Problem details: Read each line of the material and note whether it contains "optional". Give the number of such lines and nothing else.

Stored data:
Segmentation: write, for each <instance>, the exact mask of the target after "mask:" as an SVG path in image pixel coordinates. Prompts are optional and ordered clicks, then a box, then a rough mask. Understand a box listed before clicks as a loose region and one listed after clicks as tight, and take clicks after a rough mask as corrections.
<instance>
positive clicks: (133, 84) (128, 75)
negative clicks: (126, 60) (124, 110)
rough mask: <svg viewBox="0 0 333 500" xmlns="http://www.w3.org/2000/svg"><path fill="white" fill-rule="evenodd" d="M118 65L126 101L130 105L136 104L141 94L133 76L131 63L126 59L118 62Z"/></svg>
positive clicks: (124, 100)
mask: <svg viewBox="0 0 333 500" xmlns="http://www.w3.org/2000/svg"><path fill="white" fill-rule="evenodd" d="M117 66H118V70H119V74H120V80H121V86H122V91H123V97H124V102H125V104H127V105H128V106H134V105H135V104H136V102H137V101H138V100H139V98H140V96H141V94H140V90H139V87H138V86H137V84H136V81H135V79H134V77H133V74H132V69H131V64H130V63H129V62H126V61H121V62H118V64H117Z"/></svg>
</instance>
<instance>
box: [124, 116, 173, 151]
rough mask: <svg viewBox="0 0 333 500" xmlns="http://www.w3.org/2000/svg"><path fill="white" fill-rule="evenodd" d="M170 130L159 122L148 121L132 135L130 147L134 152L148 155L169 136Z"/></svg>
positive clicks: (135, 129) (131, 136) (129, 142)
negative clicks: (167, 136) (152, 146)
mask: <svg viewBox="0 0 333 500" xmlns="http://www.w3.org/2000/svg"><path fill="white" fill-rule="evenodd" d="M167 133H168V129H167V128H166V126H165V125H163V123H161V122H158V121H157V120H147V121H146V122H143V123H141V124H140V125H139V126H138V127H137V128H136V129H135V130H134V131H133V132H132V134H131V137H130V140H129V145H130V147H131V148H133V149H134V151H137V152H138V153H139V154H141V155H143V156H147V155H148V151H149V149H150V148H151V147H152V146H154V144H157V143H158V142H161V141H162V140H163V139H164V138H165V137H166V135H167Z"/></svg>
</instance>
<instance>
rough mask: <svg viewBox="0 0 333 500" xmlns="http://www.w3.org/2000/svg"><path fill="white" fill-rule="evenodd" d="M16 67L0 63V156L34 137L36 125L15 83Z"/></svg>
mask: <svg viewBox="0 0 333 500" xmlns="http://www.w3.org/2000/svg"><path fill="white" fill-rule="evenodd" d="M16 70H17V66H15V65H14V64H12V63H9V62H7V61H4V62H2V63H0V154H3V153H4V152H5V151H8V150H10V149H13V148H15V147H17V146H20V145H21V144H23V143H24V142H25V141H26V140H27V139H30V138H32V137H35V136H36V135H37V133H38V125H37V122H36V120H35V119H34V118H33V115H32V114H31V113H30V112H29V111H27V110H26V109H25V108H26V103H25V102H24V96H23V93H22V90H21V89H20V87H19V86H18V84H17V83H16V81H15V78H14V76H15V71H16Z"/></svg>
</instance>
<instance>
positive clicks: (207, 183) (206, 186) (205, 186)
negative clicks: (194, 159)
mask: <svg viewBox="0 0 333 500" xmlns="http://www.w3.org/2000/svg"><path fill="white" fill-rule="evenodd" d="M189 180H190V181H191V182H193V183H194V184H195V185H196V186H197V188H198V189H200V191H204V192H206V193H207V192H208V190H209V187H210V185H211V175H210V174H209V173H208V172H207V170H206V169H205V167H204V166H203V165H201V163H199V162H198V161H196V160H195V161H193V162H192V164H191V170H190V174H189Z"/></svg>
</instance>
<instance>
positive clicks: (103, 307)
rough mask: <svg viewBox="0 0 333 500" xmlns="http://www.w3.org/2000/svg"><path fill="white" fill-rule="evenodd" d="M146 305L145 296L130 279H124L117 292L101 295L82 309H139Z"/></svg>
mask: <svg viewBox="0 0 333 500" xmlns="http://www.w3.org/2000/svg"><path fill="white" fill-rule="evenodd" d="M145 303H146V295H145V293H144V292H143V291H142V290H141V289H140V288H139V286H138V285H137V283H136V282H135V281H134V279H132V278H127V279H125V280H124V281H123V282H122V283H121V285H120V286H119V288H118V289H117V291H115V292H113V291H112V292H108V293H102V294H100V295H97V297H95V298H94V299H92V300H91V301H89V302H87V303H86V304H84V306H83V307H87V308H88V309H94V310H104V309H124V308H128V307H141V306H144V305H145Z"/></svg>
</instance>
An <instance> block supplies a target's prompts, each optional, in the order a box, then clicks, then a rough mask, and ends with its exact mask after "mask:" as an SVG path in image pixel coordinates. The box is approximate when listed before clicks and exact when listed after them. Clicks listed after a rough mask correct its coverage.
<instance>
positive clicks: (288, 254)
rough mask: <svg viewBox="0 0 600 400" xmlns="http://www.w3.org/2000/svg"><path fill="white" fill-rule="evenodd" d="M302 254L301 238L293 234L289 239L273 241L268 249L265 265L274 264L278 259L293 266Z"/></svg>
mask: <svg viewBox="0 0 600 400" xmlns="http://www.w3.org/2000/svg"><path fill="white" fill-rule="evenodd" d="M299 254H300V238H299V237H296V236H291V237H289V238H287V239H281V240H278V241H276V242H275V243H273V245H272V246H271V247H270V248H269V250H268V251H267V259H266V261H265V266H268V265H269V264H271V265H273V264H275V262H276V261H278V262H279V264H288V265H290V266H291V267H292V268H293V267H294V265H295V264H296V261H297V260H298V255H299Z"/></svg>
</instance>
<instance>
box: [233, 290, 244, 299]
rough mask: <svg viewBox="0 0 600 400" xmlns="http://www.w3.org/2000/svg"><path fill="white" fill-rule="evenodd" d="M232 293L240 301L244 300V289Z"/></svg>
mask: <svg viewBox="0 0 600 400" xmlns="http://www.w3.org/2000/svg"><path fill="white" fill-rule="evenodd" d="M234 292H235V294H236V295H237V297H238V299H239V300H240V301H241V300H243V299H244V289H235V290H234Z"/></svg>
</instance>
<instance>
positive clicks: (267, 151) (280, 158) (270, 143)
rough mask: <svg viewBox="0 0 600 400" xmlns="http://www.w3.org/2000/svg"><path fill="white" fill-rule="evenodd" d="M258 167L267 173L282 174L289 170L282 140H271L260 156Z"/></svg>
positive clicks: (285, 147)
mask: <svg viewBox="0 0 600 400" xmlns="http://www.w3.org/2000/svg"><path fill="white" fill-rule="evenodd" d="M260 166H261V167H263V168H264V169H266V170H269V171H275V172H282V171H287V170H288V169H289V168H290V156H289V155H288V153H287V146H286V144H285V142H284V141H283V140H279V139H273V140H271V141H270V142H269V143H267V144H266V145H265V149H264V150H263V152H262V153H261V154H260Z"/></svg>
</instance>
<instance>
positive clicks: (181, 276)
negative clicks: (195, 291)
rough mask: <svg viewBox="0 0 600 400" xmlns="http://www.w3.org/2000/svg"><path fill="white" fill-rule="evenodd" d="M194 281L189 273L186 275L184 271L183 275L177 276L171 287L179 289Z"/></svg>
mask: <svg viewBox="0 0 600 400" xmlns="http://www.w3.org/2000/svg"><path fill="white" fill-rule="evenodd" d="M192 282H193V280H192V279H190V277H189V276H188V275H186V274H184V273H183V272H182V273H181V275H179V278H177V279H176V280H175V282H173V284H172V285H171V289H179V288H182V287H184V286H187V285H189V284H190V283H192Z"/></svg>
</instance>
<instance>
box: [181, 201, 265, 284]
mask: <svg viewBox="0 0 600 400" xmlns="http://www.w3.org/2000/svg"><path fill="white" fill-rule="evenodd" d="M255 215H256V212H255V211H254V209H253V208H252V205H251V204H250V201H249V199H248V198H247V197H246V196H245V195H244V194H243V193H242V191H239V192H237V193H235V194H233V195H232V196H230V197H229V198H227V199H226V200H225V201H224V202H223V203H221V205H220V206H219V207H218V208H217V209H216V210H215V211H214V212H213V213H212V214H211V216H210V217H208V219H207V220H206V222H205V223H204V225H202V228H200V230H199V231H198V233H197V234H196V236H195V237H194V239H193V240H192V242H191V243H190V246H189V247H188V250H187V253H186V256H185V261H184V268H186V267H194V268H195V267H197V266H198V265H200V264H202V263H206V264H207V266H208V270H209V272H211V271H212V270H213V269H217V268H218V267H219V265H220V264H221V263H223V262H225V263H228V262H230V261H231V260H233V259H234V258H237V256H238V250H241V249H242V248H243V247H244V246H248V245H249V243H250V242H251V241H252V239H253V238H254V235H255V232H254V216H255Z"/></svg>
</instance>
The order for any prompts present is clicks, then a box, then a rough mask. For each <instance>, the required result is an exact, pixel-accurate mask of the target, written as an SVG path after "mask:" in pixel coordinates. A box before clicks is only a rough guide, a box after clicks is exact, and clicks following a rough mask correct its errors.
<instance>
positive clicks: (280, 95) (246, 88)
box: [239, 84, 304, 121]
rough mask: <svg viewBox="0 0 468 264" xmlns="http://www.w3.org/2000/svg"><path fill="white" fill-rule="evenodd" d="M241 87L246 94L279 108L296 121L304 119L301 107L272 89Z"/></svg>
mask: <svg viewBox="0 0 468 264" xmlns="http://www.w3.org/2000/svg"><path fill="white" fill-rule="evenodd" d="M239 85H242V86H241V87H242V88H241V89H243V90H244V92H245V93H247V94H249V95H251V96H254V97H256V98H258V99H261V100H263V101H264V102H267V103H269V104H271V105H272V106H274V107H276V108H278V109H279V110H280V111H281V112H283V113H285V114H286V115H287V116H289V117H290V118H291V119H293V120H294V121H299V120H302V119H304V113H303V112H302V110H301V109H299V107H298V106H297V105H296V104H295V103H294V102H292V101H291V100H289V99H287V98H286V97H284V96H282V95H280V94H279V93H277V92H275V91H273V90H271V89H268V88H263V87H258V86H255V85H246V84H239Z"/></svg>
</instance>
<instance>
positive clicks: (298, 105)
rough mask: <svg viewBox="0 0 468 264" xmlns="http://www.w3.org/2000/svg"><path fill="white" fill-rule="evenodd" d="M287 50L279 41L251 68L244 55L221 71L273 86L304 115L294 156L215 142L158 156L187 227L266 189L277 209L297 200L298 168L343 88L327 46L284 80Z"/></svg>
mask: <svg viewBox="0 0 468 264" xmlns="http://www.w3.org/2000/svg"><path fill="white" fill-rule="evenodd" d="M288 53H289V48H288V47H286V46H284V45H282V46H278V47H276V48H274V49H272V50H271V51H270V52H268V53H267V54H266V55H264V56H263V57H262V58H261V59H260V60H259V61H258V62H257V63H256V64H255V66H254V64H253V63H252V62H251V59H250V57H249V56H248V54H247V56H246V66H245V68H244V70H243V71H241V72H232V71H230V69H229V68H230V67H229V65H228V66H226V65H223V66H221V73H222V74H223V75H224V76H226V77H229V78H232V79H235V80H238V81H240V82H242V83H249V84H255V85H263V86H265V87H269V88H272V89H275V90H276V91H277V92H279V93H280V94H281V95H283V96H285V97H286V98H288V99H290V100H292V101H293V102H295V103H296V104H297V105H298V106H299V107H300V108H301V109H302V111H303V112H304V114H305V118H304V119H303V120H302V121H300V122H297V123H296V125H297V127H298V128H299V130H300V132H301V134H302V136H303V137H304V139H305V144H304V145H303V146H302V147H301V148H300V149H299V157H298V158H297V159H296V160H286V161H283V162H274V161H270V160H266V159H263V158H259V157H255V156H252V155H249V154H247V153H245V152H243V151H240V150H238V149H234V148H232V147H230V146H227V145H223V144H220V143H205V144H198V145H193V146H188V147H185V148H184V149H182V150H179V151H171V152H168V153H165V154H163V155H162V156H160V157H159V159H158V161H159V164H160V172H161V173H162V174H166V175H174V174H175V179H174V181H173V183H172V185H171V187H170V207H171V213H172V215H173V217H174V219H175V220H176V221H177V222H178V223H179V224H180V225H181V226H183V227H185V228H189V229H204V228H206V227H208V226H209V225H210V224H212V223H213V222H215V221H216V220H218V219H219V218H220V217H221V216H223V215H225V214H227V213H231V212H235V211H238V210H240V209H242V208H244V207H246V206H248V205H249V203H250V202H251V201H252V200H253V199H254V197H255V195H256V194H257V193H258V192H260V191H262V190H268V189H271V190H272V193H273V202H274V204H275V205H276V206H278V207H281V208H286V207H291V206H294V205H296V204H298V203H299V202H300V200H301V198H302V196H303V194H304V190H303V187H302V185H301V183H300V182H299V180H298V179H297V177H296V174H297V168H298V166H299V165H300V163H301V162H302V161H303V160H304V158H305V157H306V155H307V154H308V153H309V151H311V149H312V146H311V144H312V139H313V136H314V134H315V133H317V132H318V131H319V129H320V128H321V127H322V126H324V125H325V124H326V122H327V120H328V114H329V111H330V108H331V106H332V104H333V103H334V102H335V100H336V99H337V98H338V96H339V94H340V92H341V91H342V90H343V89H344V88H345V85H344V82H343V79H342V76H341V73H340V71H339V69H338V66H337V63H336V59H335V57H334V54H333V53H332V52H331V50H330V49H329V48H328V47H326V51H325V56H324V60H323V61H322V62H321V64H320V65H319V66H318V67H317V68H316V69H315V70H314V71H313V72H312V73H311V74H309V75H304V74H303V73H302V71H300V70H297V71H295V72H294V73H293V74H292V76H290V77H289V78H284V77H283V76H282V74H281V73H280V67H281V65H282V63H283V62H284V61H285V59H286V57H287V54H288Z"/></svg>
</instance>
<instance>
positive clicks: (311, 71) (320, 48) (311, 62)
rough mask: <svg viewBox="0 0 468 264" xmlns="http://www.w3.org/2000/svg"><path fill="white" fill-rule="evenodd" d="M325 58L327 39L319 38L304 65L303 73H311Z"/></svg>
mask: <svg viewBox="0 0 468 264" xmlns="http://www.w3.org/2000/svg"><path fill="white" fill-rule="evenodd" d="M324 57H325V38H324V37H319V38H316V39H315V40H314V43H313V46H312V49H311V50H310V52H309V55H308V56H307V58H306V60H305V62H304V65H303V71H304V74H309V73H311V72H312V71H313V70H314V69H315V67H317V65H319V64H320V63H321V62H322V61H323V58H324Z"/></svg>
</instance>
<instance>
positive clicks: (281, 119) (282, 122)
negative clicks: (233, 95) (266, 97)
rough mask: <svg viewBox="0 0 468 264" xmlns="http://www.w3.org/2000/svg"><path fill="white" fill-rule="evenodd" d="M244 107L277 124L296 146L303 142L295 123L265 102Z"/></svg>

Solution to the exercise: 2